──────── Document

Protecting Your Manufacturing OT Environments from Cyber Threat with Carrier's Brian Kime

Show Notes

In this week's episode of the Future of Cyber Risk podcast, David speaks to Brian Kime, Associate Director of Threat Intelligence and Hunt Lead at Carrier, a global leader in intelligent climate and energy solutions. They discuss the biggest cyber risks to manufacturing companies and how to keep OT environments safe — and why the biggest threat to production is a ransomware attack that impacts the IT systems. They also discuss the need for implementing zero trust and segmenting identities, what key skills are needed to be successful in cyber risk management, security innovations in the military, and why the future of cyber risk management will see organizations prioritizing their own internal data.

Topics discussed:

  • The evolution of Brian's career as an "expert generalist," including work both on the enterprise defender side and the vendor side, doing research at Forrester, and coming back to the enterprise side at Carrier — as well as serving in the US Army Reserve.

  • What measures are most successful in protecting manufacturing OT systems against cyber threat, including the necessity of tabletop exercises, implementing zero trust, and the need for segmentation of identities.

  • Why ransomware is still the biggest threat to manufacturing, and how attackers can halt production and OT systems by ransoming IT systems.

  • The biggest threats to the global supply chain today, and how tensions in one part of the world — Ukraine and South Asia specifically — can disrupt supply chain timing and costs globally.

  • The military's approach to cyber risk management, the challenge of working with smaller tech companies as contractors, and why innovation today is soldier-centered.

  • What key skills are required for cyber risk management success, including the need for critical thinking around context and audience, and why writing skills are necessary for communicating business value and risk.

  • What cyber risk management will look like in five years, and why organizations will find it more effective to prioritize their own internal data over outside sources.

Quotes from Episode


"We want to focus our zero trust strategy around protecting those industrial processes. So we want to segment our networks as much as possible so if we have an issue in IT it doesn't impact the issue in the OT side. If you have an issue in one factory, we don't really want that to impact all the other factories and shut down factories globally. And we've seen that in other ransomware incidents. ... So we want to build resilient OT architectures. And I think zero trust is really key to get there." (11:45)

────────────────

• Goals
a - Translate this sentence from the podcast show notes into Spanish: "And I think zero trust is really key to get there."
b - According to the podcast show notes, what positions does Brian Kime hold at Carrier?
c - Return the part of the podcast show notes that opens with the words containing "Protecting Your Manufacturing" and closes with "own internal data.".

──────── Stored rows

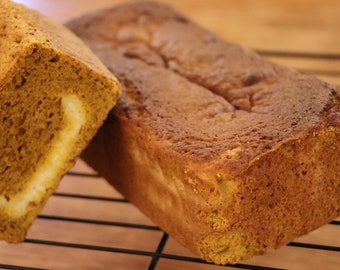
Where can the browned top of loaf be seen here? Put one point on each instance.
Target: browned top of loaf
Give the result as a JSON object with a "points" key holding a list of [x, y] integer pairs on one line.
{"points": [[211, 100]]}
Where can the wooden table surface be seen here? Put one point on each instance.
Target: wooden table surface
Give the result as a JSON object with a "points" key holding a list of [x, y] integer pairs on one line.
{"points": [[87, 224]]}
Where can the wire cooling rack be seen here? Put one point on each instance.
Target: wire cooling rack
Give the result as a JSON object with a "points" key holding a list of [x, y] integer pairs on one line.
{"points": [[86, 224]]}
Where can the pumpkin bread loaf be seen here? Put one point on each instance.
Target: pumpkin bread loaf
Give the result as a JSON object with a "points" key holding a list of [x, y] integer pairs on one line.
{"points": [[54, 95], [230, 154]]}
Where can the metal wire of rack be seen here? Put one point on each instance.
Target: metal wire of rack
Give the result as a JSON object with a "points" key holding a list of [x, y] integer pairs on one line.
{"points": [[63, 238]]}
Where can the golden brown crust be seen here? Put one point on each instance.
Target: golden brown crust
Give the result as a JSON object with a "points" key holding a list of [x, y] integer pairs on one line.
{"points": [[54, 95], [212, 142]]}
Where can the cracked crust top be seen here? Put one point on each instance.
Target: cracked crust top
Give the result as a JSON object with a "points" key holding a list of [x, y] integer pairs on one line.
{"points": [[227, 99]]}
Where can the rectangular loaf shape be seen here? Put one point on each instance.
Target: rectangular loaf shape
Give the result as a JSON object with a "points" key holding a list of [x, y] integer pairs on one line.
{"points": [[231, 154]]}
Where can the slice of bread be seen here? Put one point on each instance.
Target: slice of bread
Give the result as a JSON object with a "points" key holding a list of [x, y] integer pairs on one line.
{"points": [[54, 95]]}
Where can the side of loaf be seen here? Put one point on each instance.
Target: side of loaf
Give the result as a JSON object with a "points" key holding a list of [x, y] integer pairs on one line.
{"points": [[54, 95], [230, 154]]}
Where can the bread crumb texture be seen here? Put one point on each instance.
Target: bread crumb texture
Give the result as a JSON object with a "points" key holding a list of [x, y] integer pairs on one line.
{"points": [[231, 154], [54, 94]]}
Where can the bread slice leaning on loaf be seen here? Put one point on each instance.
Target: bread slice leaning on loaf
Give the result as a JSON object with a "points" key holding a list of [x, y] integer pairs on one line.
{"points": [[54, 95], [230, 154]]}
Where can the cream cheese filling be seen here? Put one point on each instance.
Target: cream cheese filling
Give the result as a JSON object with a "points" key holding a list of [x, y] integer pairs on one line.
{"points": [[51, 168]]}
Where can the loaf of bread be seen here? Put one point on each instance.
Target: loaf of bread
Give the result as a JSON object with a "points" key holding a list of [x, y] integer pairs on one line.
{"points": [[54, 95], [230, 154]]}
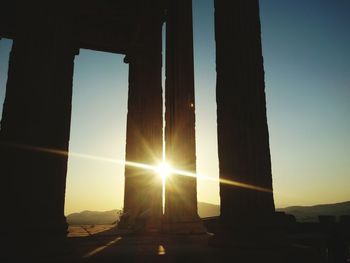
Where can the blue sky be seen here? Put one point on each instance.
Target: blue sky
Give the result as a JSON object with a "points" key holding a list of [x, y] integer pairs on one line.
{"points": [[307, 75]]}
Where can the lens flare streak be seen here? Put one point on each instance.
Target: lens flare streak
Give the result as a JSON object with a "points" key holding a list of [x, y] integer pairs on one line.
{"points": [[162, 168]]}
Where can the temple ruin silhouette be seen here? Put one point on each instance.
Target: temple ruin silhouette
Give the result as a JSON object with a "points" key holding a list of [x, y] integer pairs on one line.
{"points": [[35, 124]]}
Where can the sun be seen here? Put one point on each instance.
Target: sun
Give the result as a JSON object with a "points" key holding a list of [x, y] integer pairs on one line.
{"points": [[164, 170]]}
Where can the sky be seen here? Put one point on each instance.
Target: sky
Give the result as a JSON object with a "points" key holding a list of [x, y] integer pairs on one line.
{"points": [[307, 78]]}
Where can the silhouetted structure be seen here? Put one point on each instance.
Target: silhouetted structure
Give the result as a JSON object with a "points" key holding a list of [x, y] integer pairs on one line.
{"points": [[180, 192], [36, 118], [144, 140]]}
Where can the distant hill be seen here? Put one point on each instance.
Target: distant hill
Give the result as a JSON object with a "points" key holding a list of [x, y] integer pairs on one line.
{"points": [[311, 213], [302, 213], [109, 217], [93, 217]]}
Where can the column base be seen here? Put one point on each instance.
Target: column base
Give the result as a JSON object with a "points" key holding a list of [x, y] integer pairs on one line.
{"points": [[184, 228]]}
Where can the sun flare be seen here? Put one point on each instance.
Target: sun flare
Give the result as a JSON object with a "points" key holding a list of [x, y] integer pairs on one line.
{"points": [[164, 170]]}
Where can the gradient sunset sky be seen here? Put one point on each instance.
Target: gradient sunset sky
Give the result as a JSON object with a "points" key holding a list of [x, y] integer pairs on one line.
{"points": [[306, 48]]}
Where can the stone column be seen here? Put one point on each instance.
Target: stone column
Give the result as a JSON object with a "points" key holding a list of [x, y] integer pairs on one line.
{"points": [[243, 140], [144, 140], [180, 192], [35, 127]]}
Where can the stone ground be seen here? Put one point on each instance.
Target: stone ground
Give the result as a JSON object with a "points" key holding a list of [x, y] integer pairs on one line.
{"points": [[105, 244]]}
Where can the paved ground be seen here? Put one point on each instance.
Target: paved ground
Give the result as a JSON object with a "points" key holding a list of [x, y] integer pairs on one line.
{"points": [[105, 244]]}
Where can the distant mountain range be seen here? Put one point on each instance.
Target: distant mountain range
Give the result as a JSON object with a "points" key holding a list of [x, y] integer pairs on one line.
{"points": [[109, 217], [302, 213], [311, 213]]}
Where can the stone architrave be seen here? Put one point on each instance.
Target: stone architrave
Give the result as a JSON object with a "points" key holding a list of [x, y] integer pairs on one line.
{"points": [[180, 191]]}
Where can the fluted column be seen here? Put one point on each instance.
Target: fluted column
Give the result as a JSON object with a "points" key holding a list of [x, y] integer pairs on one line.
{"points": [[180, 192], [144, 139], [243, 140], [35, 126]]}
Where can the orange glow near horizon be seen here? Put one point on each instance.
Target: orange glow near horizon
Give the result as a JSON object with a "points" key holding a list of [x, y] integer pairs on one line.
{"points": [[163, 168]]}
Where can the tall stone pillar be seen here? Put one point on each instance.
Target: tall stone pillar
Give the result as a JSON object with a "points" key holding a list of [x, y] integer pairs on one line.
{"points": [[180, 191], [35, 127], [243, 140], [144, 139]]}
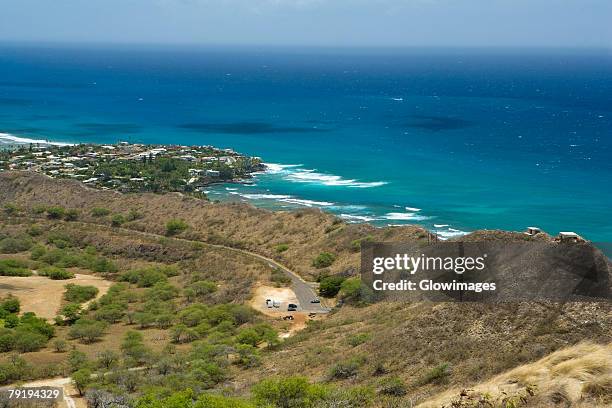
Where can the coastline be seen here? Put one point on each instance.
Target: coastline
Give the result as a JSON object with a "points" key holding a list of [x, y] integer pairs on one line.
{"points": [[246, 188]]}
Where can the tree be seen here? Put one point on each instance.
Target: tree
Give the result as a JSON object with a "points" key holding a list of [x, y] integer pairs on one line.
{"points": [[175, 226], [79, 293], [81, 378], [330, 286], [55, 213], [71, 215], [323, 260], [88, 331], [290, 392], [27, 340]]}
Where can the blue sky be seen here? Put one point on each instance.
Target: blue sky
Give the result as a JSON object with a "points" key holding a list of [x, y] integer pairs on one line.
{"points": [[556, 23]]}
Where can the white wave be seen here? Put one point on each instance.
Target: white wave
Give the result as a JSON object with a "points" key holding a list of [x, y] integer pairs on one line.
{"points": [[265, 196], [449, 233], [24, 140], [357, 218], [310, 176], [405, 217], [274, 168], [307, 203]]}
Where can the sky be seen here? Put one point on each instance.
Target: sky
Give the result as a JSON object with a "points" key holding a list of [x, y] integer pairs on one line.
{"points": [[345, 23]]}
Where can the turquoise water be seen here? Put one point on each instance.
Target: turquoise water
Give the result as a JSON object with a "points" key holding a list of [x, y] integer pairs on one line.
{"points": [[455, 140]]}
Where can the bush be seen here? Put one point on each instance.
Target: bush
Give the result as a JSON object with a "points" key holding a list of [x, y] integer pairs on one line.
{"points": [[438, 374], [117, 220], [330, 286], [88, 331], [290, 392], [11, 209], [14, 267], [55, 213], [79, 293], [281, 248], [60, 345], [393, 386], [27, 340], [10, 304], [347, 368], [100, 212], [71, 215], [55, 273], [323, 260], [15, 245], [357, 339], [175, 226]]}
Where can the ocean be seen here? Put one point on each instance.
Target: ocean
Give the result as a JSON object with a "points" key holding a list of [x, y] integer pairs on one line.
{"points": [[451, 139]]}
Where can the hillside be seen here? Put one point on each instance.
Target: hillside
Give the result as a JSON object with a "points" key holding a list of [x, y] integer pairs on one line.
{"points": [[390, 354]]}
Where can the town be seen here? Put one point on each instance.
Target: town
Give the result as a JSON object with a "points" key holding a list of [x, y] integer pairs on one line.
{"points": [[129, 167]]}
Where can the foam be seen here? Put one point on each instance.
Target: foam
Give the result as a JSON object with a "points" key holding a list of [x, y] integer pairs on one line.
{"points": [[405, 217], [357, 218], [311, 176], [307, 203]]}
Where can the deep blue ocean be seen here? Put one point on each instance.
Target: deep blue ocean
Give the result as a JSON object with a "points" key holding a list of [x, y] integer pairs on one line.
{"points": [[455, 140]]}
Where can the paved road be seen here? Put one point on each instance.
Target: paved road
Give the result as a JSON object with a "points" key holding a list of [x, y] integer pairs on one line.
{"points": [[304, 291]]}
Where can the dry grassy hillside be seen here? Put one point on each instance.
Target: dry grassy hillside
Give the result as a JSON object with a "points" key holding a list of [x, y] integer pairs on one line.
{"points": [[307, 233], [409, 353]]}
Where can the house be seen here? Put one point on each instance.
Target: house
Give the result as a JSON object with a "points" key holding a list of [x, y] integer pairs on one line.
{"points": [[568, 236], [533, 231]]}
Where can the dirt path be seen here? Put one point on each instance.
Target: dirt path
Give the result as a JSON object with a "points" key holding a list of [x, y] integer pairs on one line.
{"points": [[284, 296], [304, 291], [42, 295]]}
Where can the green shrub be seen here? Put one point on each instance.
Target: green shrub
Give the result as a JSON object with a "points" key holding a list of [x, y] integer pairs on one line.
{"points": [[347, 368], [393, 386], [350, 290], [10, 304], [79, 293], [323, 260], [100, 212], [88, 331], [34, 230], [289, 392], [37, 252], [438, 374], [117, 220], [56, 213], [12, 245], [14, 267], [55, 273], [330, 286], [11, 209], [175, 226], [357, 339], [71, 215], [281, 248]]}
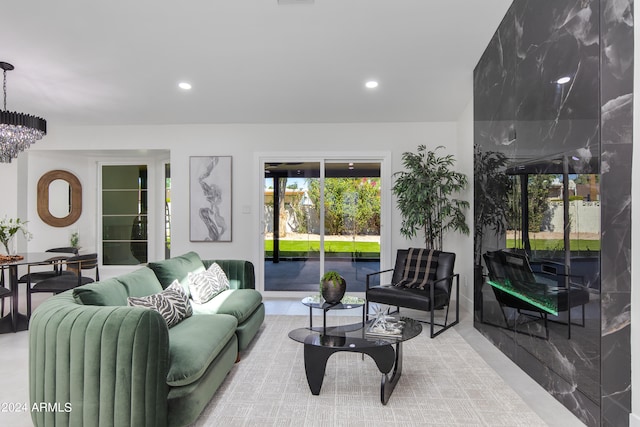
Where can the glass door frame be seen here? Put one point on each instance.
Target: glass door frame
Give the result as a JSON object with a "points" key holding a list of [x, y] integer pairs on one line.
{"points": [[260, 159]]}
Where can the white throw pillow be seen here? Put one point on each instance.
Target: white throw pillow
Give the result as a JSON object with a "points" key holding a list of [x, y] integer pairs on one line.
{"points": [[207, 284], [172, 303]]}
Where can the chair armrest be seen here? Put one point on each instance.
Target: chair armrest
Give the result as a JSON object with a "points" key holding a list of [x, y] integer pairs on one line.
{"points": [[241, 273], [108, 365], [375, 274]]}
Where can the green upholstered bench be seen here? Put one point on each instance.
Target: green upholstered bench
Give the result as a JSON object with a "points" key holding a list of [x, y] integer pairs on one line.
{"points": [[119, 365]]}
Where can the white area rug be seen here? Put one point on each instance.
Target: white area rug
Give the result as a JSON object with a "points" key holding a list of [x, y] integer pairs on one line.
{"points": [[444, 383]]}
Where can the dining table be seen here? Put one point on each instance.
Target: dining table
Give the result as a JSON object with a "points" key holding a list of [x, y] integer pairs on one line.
{"points": [[16, 321]]}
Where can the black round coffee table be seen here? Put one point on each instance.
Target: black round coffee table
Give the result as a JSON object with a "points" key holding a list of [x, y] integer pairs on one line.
{"points": [[320, 343]]}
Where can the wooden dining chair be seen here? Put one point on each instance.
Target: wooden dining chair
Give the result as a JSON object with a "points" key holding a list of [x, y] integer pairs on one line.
{"points": [[75, 266], [56, 269]]}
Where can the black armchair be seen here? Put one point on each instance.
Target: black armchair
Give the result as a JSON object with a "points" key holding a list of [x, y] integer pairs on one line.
{"points": [[436, 277], [517, 286]]}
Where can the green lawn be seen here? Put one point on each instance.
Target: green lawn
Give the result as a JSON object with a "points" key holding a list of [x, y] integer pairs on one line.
{"points": [[303, 247], [558, 244]]}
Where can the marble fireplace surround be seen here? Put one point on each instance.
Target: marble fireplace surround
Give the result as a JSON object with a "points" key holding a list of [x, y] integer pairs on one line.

────────────────

• Results of the tasks
a - Y creo que la confianza cero es realmente clave para llegar ahí.

b - Associate Director of Threat Intelligence and Hunt Lead.

c -
Protecting Your Manufacturing OT Environments from Cyber Threat with Carrier's Brian Kime

Show Notes

In this week's episode of the Future of Cyber Risk podcast, David speaks to Brian Kime, Associate Director of Threat Intelligence and Hunt Lead at Carrier, a global leader in intelligent climate and energy solutions. They discuss the biggest cyber risks to manufacturing companies and how to keep OT environments safe — and why the biggest threat to production is a ransomware attack that impacts the IT systems. They also discuss the need for implementing zero trust and segmenting identities, what key skills are needed to be successful in cyber risk management, security innovations in the military, and why the future of cyber risk management will see organizations prioritizing their own internal data.